Okay. Yeah. Yeah, I think you're running hard on the treadmill longer when you're that small, just to try to keep up. Um, and just to put that into a quantitative way, so the average margin for a nonprofit provider organization is one to three percent, right? Many organizations unfortunately manage to net zero, which is, I think, a catastrophic way to do business, right? You you your tax status is not your business model. I've often said that you've got to make money. But if you think about one to three percent, if you're a one million dollar top line revenue with three group homes, you're a $10 million provider, you're a $20 million provider, a $50 million provider, that's still like one, you know, uh one problem, one uh workman's comp claim, one insurance hike that you didn't plan for away from disaster. If you're $500 million and up, that one to three percent is a significant amount of money that you can really invest in savings, investing uh in the market, investing in people, um, career ladders, all of those things. It's really the economics. It's not about um the margin because that dollar amount is so small. If you're under 100 million, it's almost negligible to what that can do if you have a problem.

▬▬▬

REQUIREMENT 1 - Decide whether each statement agrees with the nonprofit margins transcript, answering yes or no and quoting the words that settle it: (a) The average margin for a nonprofit provider organization is one to three percent. (b) The speaker regards netting zero as a sound way to do business. (c) For a provider at $500 million and up, one to three percent is a significant amount of money.
REQUIREMENT 2 - Select every line of the records that contains the string "coat", matching case exactly.
The nonprofit margins transcript has no connection to the records.

RAW RECORDS -

▬▬▬

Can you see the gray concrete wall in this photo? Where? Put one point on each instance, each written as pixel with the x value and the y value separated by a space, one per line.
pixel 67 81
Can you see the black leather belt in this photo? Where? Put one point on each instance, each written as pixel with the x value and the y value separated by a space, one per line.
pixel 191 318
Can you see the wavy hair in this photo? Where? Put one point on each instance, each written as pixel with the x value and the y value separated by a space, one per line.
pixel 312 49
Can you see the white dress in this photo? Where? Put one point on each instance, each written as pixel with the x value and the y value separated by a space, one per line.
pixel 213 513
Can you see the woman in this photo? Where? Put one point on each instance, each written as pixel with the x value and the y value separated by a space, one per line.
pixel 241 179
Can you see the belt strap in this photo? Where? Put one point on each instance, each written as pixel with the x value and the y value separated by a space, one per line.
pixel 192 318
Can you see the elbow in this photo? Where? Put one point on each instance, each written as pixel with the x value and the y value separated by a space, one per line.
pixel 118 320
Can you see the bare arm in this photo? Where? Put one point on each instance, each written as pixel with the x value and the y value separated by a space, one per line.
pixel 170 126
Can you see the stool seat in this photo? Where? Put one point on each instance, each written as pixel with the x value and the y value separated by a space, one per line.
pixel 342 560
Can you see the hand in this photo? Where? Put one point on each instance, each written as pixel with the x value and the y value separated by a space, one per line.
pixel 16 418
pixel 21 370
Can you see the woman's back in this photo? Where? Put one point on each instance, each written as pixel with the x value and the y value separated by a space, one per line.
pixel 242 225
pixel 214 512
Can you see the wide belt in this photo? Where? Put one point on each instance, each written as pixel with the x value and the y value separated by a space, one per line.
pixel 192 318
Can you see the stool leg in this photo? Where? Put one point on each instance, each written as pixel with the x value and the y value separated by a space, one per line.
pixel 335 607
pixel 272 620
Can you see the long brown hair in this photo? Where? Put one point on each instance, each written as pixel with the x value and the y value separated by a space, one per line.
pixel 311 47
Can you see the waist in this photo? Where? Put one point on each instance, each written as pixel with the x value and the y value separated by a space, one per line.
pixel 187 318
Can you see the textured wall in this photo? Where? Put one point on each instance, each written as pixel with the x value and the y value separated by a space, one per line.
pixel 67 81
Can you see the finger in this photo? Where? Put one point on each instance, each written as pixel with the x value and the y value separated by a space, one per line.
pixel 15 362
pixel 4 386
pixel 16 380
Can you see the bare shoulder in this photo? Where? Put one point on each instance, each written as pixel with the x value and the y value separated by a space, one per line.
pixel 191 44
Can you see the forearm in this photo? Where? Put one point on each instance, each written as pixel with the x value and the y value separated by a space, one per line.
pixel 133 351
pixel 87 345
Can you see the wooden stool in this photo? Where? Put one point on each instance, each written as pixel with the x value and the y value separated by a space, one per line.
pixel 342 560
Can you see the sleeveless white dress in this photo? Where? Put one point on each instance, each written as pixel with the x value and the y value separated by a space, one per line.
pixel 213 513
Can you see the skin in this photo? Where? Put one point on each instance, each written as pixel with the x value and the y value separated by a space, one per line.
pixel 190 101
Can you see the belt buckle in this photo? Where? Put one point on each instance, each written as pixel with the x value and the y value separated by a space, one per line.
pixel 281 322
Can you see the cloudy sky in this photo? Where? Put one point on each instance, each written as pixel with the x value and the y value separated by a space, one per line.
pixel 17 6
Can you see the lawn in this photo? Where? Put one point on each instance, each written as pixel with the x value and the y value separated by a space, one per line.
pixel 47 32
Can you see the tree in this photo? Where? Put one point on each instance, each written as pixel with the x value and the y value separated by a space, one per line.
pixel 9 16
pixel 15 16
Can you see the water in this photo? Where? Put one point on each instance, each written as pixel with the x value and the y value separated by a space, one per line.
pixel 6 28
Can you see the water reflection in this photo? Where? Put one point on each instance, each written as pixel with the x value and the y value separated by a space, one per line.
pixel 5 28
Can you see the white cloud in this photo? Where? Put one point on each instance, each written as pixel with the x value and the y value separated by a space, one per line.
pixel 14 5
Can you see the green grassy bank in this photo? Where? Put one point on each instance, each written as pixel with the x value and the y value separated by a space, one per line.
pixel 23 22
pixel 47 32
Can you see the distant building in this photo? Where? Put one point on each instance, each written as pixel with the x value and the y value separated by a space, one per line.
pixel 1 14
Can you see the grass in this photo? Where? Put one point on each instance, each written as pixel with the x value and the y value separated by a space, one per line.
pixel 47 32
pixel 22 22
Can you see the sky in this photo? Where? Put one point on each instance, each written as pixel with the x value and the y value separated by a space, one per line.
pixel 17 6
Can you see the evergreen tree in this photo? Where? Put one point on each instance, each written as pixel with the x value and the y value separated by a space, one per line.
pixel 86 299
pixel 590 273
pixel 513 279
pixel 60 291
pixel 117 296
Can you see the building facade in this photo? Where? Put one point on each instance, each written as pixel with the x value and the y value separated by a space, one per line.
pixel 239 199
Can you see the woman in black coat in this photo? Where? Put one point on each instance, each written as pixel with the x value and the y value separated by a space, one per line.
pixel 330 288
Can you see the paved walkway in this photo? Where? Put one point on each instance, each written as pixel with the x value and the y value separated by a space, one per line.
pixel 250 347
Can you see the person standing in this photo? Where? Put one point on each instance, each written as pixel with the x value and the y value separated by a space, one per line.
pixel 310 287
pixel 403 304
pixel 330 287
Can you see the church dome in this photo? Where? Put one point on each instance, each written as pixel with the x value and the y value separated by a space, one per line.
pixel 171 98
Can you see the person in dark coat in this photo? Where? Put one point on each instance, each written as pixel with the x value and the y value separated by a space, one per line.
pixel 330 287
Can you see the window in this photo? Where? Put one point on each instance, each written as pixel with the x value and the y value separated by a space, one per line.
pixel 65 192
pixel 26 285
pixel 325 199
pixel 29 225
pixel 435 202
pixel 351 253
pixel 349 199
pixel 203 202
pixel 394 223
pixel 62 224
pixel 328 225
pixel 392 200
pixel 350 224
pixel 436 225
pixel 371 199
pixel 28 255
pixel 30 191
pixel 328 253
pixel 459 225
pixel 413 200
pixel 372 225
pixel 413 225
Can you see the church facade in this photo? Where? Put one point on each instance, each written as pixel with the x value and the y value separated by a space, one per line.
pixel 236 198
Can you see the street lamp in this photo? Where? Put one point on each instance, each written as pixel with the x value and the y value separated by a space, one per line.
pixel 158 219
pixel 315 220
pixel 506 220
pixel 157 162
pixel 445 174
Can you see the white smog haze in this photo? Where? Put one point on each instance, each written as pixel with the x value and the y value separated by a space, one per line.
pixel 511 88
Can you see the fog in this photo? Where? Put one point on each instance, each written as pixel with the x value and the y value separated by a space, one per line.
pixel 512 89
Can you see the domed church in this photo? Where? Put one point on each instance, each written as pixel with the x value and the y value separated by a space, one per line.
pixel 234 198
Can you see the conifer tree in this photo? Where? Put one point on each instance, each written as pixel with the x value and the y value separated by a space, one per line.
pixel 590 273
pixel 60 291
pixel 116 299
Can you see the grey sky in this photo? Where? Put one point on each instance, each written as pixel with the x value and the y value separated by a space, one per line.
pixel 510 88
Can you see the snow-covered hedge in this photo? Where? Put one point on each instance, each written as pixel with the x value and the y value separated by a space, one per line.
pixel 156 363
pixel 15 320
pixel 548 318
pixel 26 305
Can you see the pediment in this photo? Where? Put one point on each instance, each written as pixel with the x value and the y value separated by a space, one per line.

▬▬▬

TASK RESPONSE 1 -
(a) Yes: "the average margin for a nonprofit provider organization is one to three percent"
(b) No: "which is, I think, a catastrophic way to do business"
(c) Yes: "If you're $500 million and up, that one to three percent is a significant amount of money"

TASK RESPONSE 2 -
Can you see the woman in black coat in this photo? Where? Put one point on each instance, each written as pixel with the x value and the y value separated by a space, one per line.
Can you see the person in dark coat in this photo? Where? Put one point on each instance, each written as pixel with the x value and the y value separated by a space, one per line.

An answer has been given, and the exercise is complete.